Object pointing data rows
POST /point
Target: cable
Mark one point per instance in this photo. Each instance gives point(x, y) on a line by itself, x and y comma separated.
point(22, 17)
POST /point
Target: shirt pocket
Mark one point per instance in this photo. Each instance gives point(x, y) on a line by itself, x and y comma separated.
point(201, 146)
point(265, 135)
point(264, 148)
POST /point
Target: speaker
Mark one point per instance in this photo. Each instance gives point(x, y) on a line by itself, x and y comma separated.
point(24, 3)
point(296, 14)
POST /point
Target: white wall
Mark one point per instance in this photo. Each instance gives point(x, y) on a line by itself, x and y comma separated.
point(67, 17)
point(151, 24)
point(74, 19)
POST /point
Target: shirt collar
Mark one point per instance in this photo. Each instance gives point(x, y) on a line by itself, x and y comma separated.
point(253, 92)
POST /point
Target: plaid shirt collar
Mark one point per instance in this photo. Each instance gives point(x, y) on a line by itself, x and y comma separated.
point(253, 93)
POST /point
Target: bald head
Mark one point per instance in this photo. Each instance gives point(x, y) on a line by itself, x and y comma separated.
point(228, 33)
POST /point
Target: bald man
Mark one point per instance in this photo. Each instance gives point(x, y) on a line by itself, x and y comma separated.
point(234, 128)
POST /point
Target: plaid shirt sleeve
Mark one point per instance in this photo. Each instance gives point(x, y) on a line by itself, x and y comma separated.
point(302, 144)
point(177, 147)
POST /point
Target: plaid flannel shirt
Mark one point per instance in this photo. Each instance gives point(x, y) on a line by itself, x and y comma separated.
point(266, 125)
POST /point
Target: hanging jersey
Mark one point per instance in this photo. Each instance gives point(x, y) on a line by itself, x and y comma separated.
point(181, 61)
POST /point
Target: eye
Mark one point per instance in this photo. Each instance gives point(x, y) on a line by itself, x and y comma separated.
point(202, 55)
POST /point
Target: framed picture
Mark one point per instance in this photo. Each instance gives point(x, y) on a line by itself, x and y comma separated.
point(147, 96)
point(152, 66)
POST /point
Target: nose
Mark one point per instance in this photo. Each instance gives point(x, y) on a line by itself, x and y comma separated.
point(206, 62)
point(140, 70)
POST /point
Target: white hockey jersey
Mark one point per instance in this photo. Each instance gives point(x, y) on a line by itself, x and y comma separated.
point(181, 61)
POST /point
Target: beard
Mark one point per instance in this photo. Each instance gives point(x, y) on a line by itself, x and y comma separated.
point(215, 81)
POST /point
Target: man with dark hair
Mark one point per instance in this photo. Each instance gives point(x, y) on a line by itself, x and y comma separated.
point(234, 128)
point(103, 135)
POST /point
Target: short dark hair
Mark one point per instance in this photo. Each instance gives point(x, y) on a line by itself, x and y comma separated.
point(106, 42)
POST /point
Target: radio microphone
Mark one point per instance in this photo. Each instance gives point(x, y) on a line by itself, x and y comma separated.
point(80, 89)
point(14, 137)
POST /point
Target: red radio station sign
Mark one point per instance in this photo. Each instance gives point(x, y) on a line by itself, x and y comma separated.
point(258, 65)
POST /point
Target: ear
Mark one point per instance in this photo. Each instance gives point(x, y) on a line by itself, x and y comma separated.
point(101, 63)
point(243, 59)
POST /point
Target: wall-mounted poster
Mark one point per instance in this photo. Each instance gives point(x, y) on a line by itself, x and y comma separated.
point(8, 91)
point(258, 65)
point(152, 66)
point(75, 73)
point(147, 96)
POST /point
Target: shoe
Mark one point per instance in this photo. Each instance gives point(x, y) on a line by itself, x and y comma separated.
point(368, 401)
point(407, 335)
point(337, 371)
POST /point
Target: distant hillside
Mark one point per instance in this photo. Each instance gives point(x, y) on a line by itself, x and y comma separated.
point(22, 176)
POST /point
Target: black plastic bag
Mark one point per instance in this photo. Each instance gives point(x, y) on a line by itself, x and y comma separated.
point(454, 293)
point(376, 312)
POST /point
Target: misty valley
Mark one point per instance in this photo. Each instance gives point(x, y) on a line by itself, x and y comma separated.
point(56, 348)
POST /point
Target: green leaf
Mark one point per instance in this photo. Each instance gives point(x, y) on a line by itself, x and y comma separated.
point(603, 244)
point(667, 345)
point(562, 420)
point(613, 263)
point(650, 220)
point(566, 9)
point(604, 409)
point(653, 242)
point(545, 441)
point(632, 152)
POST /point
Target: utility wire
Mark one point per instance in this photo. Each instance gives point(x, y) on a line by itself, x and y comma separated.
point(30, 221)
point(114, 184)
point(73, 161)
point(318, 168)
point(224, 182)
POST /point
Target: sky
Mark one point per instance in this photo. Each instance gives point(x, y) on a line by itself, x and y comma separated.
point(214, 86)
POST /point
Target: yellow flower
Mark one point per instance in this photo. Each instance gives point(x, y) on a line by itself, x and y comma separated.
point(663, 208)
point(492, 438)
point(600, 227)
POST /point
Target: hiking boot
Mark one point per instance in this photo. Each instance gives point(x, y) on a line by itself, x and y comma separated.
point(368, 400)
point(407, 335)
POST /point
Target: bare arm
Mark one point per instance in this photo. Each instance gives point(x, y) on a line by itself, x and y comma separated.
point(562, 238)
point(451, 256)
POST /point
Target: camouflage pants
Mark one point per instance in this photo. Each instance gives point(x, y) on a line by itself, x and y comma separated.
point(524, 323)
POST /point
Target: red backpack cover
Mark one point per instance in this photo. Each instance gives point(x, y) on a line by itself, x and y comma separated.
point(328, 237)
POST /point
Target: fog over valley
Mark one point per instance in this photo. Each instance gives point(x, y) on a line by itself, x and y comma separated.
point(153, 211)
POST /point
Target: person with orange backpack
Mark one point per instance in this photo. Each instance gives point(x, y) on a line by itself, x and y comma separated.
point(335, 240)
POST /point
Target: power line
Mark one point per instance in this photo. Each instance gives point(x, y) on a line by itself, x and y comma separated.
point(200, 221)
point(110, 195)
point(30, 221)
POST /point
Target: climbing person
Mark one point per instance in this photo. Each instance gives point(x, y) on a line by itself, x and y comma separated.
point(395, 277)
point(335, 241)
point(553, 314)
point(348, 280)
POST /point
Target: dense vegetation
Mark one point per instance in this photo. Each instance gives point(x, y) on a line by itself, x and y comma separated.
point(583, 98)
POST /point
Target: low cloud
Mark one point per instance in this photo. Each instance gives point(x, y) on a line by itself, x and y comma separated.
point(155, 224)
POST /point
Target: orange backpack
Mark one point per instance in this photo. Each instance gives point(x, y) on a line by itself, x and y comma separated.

...

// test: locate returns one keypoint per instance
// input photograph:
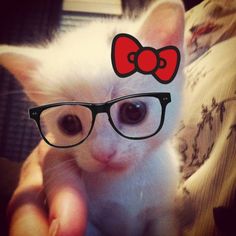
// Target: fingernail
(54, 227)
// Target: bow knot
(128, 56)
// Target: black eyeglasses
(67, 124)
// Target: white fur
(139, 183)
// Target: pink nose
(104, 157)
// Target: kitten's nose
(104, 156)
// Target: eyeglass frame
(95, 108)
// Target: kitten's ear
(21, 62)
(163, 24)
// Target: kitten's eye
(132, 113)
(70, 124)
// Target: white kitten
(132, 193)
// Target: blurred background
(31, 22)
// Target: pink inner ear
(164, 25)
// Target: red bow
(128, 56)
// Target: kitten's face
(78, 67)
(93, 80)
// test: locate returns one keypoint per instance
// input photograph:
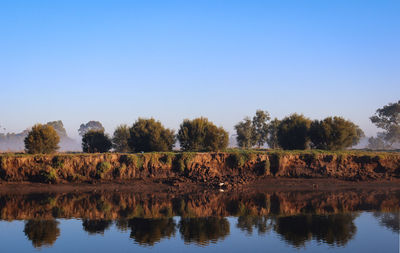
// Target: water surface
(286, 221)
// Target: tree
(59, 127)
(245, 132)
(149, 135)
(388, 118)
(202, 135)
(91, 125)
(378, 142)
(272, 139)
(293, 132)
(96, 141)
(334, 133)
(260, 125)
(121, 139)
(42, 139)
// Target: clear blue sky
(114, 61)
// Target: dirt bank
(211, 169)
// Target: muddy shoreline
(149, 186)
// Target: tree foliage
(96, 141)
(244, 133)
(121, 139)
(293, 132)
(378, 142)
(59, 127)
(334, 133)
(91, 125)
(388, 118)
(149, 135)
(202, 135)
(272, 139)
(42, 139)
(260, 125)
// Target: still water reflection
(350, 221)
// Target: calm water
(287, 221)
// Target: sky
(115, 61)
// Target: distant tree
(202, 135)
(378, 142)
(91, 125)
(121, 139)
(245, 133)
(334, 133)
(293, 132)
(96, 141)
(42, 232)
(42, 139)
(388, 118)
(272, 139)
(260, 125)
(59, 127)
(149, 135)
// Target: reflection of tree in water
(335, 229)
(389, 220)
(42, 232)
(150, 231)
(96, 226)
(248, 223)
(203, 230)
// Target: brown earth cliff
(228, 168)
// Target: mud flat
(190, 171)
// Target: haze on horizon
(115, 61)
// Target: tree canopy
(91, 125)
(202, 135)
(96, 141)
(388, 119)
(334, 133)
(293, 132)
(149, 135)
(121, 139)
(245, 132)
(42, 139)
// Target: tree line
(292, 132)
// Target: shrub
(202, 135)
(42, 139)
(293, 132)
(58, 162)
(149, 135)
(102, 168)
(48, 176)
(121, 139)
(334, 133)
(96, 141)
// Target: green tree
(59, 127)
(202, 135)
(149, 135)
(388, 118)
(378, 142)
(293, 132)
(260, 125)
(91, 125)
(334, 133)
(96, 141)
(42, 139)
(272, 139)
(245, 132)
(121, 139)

:: INSTRUCTIONS TO FOLLOW ::
Count the lines above that contain the string "collar", treating uppercase and lowercase as different. Give only the number.

:: SOLUTION BELOW ::
2